Exercise requirements:
Print verbatim the lines from the beginning of the entries through the line containing "[tag] keyboard (a point for each instance)", both ends included. Pictures should be left out.

Data for this task:
● ● ● ● ● ● ●

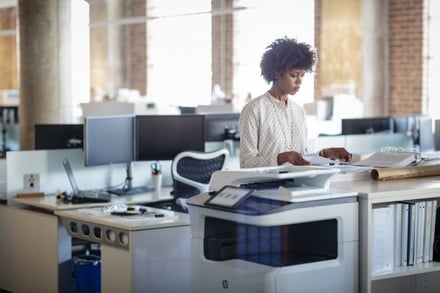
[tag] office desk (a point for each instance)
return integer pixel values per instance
(420, 277)
(36, 247)
(139, 253)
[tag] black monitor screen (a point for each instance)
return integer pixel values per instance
(366, 125)
(58, 136)
(108, 139)
(162, 137)
(219, 126)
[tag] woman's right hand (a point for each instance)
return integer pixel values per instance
(293, 158)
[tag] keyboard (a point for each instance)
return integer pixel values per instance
(91, 197)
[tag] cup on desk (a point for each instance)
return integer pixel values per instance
(156, 182)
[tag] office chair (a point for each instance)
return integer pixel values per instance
(191, 172)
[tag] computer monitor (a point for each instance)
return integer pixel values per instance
(366, 125)
(219, 127)
(111, 140)
(58, 136)
(162, 137)
(108, 139)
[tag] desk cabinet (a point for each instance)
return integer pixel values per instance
(423, 277)
(35, 252)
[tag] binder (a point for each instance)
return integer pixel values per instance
(433, 225)
(427, 242)
(412, 217)
(420, 231)
(383, 239)
(404, 238)
(397, 233)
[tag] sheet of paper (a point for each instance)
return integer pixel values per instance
(387, 159)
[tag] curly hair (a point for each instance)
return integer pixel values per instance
(284, 54)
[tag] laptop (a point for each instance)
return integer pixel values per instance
(83, 196)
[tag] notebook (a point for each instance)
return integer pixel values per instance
(78, 195)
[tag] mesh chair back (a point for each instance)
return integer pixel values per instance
(192, 171)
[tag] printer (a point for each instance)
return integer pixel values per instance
(276, 229)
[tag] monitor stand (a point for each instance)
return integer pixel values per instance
(128, 188)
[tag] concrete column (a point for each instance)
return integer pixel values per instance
(375, 85)
(45, 83)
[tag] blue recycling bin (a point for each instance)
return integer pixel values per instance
(87, 274)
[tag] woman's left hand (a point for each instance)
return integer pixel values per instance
(336, 154)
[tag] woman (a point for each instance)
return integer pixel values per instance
(273, 127)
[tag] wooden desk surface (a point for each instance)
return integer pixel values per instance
(51, 203)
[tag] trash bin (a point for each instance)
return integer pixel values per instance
(87, 274)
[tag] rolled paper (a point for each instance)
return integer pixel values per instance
(405, 172)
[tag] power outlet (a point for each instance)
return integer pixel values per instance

● ● ● ● ● ● ●

Output of the exercise:
[tag] office desk (a point for each instance)
return integer pixel values per instance
(420, 277)
(36, 247)
(139, 253)
[tag] black monitor screen (a point for each instance)
return integer pixel values per instance
(366, 125)
(58, 136)
(108, 139)
(162, 137)
(219, 126)
[tag] woman's right hand (a point for each instance)
return integer pixel values per instance
(293, 158)
[tag] keyboard (a point for each instance)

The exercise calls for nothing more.